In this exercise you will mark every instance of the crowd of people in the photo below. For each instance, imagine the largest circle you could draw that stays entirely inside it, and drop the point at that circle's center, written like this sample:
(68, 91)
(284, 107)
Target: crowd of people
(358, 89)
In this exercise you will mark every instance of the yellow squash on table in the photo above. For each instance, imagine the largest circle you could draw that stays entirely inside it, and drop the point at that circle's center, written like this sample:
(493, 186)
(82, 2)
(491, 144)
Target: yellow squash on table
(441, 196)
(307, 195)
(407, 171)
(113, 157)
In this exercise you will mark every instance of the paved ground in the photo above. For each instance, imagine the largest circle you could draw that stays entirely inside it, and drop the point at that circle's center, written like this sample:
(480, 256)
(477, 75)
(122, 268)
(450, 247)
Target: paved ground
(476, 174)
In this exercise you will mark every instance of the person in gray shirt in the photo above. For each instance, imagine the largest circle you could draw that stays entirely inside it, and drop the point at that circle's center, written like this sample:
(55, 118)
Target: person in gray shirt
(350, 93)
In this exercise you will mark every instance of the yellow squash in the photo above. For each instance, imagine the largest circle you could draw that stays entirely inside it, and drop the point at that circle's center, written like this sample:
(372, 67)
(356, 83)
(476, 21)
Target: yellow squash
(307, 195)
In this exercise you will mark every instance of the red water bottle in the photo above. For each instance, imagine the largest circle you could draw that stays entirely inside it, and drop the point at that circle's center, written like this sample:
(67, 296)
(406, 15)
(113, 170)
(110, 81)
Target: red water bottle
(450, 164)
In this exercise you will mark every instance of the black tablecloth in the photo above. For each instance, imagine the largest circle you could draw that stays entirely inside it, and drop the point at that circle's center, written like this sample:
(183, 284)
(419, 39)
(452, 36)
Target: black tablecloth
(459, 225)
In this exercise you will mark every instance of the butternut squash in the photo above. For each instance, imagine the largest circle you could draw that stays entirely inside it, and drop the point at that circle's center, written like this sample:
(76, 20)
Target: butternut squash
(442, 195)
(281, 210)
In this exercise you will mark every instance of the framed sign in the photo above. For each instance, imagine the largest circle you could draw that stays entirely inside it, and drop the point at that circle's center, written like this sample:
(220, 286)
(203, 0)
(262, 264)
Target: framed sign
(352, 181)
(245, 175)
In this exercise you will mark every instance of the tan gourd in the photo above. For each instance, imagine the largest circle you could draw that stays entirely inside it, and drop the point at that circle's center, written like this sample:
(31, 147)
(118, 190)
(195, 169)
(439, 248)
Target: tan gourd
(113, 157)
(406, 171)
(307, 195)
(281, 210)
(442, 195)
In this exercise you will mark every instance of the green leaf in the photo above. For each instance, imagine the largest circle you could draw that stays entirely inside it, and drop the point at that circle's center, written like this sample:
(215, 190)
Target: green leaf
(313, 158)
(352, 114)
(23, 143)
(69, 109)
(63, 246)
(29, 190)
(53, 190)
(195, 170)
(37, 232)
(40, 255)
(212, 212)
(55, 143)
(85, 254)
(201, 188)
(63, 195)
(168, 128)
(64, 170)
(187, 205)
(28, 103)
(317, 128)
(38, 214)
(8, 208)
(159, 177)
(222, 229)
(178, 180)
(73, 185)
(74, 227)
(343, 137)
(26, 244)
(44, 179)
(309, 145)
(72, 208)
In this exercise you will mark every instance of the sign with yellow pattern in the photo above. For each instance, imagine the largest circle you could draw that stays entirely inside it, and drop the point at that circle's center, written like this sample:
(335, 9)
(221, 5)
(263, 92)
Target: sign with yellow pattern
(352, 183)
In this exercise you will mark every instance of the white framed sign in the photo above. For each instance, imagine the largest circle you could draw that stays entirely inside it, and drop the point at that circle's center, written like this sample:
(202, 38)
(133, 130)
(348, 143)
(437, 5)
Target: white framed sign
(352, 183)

• **Set exercise**
Extract, exactly, the lines above that begin at the line containing "In this exercise you will mark every instance of the sign" and end at the final line of the records; add no other text.

• **Solution**
In this exercise you will mark every instance of the sign with yellow pattern in the photo above. For each instance, imagine the largest circle you could draw that stays entirely inside it, and drop the point at that circle's center, written like this sample:
(335, 9)
(221, 5)
(263, 92)
Target: sign with yellow pattern
(352, 183)
In this exercise you will mark every instance of the white framed sign in the photo above. For each instance, imagine the largest circle you could draw that stays entirely inside it, and drop the point at that circle's center, written like this sample:
(202, 38)
(133, 130)
(348, 143)
(437, 5)
Target: white framed sign
(352, 183)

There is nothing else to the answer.